Set problem:
Could you reproduce the material below word for word, leaving out the pictures?

——————————

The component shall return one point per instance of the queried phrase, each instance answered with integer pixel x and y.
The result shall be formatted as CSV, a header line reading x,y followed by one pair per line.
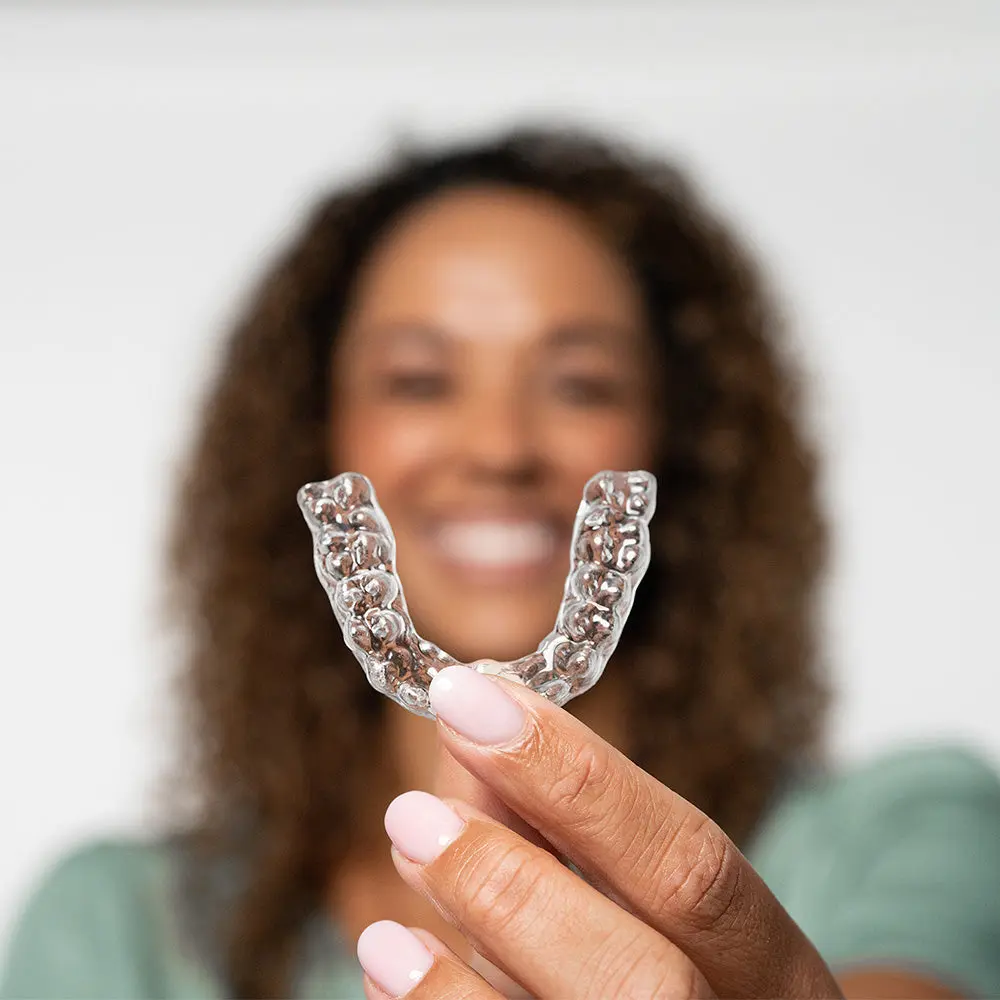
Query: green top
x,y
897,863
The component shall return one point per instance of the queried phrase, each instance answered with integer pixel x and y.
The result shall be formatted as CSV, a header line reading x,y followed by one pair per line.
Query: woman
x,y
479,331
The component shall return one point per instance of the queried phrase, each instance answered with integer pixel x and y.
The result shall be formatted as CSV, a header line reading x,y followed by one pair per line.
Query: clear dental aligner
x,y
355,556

——————————

Exercise solution:
The component shall return one point per instance of the queried phrase, each instance answered with integer pixel x and y.
The result shall be formatted as CSV, a header line reading x,y followed by one pair per line.
Query: green top
x,y
897,863
The component shall return one point per instance of the queried phrase, each instance answered with integer pixel x and y.
The result shall be formatted as CSV, a header line reading x,y followed by one pair per line.
Query: woman
x,y
479,331
The component shall return one point per instance of the queried phrase, each instance answered with integer pixel x and y.
The result shall be formatted as CSV, a header line reading x,y followed by one pair per line.
Query: clear dental aligner
x,y
355,556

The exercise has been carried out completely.